**Exercise directions**. Pick out every line in the data below that contains the word "green", and copy each of those lines in full.

---*---

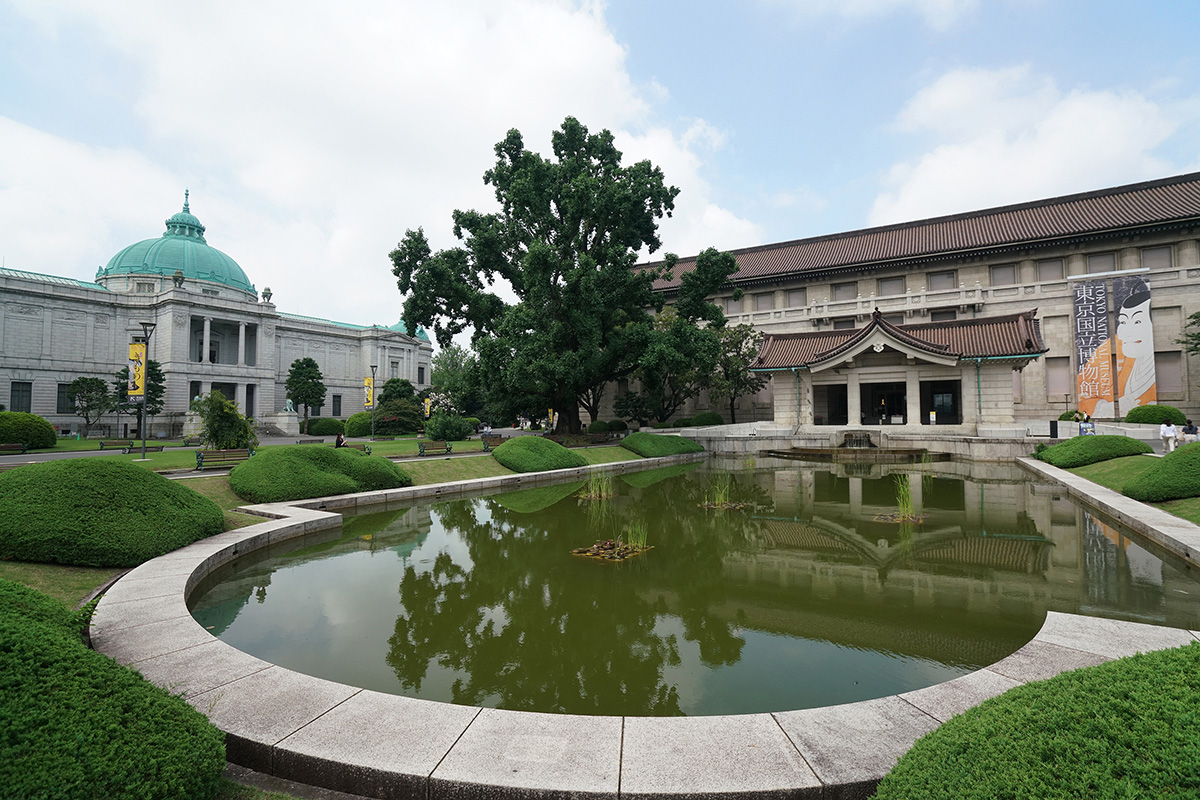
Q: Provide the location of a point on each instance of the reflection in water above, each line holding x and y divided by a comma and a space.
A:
827, 588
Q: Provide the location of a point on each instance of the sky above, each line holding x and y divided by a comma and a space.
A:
313, 134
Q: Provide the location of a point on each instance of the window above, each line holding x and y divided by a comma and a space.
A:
1102, 263
65, 405
1003, 275
942, 281
21, 396
1156, 258
1050, 270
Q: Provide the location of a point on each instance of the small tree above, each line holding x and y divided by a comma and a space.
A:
90, 398
305, 385
222, 426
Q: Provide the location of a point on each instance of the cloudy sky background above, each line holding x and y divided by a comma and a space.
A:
312, 134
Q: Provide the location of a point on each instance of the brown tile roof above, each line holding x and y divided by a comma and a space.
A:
1167, 200
1007, 336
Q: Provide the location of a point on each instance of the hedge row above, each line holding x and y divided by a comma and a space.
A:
303, 471
75, 723
99, 512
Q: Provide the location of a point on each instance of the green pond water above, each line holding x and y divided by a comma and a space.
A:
823, 587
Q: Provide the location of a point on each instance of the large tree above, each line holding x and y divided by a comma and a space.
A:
565, 241
305, 385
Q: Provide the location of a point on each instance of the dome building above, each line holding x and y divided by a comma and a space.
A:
213, 330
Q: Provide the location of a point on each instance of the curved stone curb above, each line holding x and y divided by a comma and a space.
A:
379, 745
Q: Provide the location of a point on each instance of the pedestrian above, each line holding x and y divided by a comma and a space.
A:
1167, 432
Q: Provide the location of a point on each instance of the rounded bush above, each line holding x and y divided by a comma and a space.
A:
1155, 414
653, 445
1174, 476
1127, 728
325, 426
99, 512
535, 455
75, 723
18, 427
1080, 451
303, 471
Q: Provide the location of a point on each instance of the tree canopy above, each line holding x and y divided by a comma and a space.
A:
565, 240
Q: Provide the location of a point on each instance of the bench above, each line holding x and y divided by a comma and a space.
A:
138, 449
217, 458
432, 447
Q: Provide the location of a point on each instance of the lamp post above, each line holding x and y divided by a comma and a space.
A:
375, 400
147, 331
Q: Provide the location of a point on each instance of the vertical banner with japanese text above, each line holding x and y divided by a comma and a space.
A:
1137, 384
1093, 349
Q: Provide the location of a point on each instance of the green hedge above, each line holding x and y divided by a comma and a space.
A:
535, 455
1128, 728
1155, 414
99, 512
1174, 476
17, 427
653, 445
1080, 451
325, 426
75, 723
303, 471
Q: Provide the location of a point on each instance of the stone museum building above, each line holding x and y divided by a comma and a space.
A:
211, 330
978, 320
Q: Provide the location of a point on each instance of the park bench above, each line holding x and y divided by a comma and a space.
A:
432, 447
216, 458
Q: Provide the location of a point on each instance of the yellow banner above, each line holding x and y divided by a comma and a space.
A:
137, 385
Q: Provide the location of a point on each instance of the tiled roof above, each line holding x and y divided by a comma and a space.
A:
1167, 200
987, 337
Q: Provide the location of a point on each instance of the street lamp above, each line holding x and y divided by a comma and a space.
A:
375, 398
147, 331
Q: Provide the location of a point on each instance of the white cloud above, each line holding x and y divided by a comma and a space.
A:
312, 134
1011, 136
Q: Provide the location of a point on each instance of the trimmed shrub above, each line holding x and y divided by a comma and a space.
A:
99, 512
1174, 476
448, 427
75, 723
17, 427
535, 455
325, 426
1079, 451
303, 471
1127, 728
1155, 414
653, 445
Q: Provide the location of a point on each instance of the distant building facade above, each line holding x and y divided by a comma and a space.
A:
213, 330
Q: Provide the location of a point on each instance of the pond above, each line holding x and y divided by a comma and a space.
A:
798, 585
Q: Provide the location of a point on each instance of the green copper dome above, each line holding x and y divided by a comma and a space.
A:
183, 247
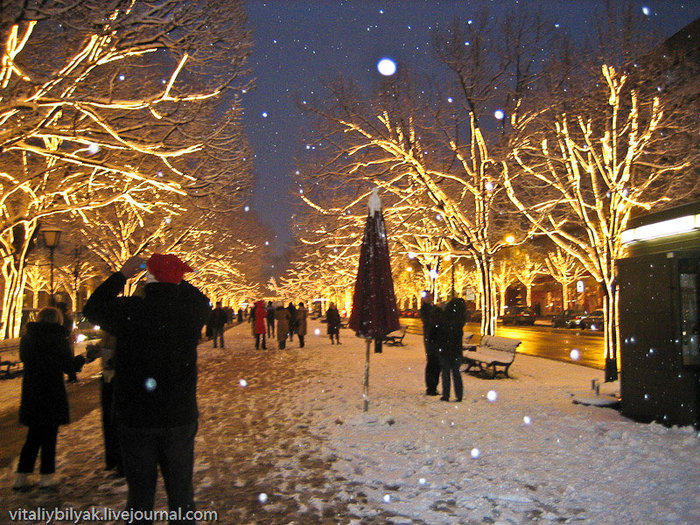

---*---

**Result of this task**.
Q: Provide the location of a point on each instance of the green pond water above, each line holding x and y divided by a comma and a space.
Q: Provide the location of a point on each instance of the green hedge above, each line holding x and y divided by a comma and a space.
Q: Provide the location of a point on each instance of the green copper dome above, each line holding x and y divided by a comma and a space.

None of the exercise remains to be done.